▶ PROVIDED DATA
◆ ◆ ◆

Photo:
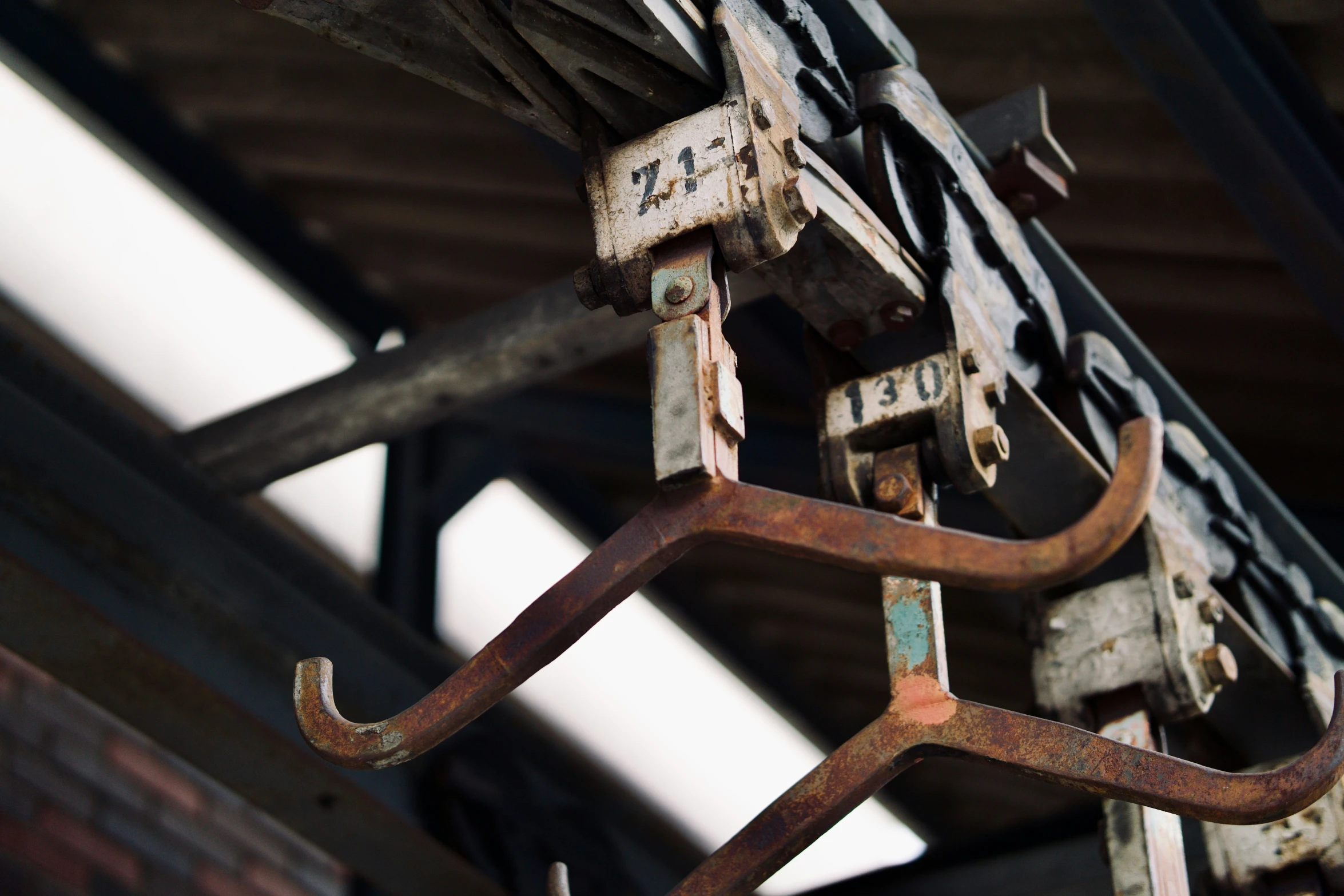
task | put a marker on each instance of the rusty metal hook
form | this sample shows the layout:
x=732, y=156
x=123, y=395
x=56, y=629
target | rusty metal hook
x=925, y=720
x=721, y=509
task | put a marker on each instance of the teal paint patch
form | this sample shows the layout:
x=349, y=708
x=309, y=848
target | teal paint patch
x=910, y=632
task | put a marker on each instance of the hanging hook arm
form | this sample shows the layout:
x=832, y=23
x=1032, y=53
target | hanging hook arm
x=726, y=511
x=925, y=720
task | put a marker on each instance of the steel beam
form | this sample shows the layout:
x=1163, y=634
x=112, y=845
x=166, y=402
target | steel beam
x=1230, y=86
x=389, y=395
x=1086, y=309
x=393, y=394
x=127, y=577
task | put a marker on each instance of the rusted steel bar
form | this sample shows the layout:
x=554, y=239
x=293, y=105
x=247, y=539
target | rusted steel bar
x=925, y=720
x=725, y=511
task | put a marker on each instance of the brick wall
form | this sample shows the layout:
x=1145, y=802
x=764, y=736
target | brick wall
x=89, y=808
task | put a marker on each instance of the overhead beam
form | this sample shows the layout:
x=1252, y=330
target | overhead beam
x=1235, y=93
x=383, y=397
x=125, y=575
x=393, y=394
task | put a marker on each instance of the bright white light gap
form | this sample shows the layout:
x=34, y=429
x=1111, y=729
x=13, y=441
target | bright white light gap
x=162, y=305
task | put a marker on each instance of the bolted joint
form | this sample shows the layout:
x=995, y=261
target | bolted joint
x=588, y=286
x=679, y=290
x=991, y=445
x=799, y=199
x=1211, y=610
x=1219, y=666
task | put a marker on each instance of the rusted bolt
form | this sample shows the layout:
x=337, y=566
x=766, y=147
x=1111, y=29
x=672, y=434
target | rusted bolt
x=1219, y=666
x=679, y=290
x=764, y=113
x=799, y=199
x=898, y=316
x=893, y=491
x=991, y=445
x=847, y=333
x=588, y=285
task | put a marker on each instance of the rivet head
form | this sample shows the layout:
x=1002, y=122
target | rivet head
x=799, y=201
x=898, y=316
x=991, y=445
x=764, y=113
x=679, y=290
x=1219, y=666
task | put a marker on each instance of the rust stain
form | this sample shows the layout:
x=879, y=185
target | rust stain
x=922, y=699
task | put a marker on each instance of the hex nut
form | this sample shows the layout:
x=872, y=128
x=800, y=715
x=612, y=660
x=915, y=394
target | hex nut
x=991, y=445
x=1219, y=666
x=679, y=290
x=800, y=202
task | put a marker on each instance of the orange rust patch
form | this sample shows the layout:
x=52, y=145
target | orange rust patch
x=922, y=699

◆ ◆ ◆

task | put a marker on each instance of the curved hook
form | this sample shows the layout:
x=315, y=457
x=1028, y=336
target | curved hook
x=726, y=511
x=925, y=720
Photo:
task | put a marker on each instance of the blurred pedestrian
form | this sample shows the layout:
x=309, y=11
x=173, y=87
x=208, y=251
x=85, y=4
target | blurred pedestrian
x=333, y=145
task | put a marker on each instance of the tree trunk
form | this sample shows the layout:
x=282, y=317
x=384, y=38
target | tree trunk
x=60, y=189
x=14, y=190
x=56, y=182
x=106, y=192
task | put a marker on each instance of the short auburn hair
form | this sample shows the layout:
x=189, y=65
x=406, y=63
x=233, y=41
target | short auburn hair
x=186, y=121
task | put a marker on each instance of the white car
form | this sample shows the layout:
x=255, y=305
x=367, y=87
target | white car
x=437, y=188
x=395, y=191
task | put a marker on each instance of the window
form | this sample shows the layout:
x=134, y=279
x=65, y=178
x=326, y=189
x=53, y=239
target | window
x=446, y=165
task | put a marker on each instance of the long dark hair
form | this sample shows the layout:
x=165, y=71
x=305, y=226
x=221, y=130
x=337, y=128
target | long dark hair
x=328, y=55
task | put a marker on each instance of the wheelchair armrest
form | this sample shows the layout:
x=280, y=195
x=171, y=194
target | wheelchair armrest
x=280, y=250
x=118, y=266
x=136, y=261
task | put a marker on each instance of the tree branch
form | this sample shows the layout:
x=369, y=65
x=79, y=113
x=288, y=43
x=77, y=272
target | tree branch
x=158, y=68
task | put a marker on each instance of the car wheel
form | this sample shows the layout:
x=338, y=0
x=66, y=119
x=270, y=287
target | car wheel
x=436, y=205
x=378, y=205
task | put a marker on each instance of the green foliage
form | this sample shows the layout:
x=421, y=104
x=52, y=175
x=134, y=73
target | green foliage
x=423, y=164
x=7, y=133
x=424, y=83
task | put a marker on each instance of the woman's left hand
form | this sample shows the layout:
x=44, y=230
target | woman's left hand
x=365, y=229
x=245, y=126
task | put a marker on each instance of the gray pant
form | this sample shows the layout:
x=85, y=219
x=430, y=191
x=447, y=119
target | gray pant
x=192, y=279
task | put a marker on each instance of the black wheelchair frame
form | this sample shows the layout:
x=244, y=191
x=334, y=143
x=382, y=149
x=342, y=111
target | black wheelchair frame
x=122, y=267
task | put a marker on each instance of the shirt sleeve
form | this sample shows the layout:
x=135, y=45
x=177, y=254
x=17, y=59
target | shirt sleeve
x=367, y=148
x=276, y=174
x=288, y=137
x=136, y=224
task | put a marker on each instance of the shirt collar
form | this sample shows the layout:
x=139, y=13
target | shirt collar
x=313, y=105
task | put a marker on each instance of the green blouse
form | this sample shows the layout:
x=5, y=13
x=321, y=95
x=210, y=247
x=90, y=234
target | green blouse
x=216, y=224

◆ ◆ ◆

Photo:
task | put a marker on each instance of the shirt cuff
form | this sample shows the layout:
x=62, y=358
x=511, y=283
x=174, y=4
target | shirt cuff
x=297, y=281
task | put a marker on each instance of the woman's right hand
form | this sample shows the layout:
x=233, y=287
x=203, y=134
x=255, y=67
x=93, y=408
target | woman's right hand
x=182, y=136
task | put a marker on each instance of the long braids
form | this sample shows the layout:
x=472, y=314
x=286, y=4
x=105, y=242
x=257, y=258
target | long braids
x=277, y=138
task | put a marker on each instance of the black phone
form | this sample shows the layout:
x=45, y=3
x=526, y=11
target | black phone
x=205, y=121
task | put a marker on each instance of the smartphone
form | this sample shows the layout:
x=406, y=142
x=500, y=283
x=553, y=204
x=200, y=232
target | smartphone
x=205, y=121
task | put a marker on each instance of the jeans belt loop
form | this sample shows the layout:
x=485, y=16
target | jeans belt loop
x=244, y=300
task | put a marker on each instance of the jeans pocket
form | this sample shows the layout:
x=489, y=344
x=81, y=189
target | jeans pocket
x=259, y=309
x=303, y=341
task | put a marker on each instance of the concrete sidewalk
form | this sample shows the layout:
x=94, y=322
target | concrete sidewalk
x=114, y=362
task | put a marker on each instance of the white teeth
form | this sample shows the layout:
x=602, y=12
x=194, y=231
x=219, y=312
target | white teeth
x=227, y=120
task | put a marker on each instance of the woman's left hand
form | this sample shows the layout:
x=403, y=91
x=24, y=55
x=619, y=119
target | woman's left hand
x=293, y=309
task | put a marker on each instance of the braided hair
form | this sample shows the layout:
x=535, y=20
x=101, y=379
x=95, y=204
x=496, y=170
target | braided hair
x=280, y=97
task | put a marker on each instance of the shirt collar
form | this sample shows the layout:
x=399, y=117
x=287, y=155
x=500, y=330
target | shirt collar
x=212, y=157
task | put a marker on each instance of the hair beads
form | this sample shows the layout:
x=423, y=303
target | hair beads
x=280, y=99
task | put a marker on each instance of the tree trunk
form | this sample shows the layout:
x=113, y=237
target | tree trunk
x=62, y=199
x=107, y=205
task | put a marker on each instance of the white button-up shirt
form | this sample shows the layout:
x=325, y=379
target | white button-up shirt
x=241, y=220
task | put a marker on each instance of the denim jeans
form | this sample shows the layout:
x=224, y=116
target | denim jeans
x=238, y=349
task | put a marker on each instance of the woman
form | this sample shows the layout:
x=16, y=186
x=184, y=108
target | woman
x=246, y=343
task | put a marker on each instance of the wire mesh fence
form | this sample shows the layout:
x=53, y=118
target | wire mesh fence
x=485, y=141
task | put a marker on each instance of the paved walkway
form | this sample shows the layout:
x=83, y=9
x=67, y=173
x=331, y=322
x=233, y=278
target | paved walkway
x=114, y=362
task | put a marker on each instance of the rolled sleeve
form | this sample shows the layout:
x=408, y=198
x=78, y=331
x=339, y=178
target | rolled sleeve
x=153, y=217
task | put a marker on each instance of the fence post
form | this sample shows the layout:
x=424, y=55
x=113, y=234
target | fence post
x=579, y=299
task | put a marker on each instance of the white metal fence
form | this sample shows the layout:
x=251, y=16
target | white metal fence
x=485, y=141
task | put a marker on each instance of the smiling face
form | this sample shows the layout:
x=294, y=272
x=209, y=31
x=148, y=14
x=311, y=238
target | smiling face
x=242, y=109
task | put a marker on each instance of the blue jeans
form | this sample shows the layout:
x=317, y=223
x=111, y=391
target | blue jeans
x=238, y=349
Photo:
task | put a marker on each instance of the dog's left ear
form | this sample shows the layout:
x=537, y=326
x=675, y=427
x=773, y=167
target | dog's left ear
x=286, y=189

◆ ◆ ◆

▶ REQUIREMENT
Using the data above, extract exactly the lines from the one that holds "task | put a marker on each instance of the rivet" to the one that holds "task | put a marker on each instance of the hex", both ends included, and no others.

▶ ANSWER FOR THIS EXERCISE
task | put a marker on each instance of the rivet head
form | this sample shows the layout:
x=1002, y=122
target | rivet head
x=799, y=201
x=898, y=316
x=991, y=445
x=764, y=113
x=679, y=290
x=1219, y=666
task | put a marker on each instance of the rust stain
form | this sample shows the layout:
x=879, y=185
target | rust stain
x=922, y=699
task | put a marker on each instance of the hex nut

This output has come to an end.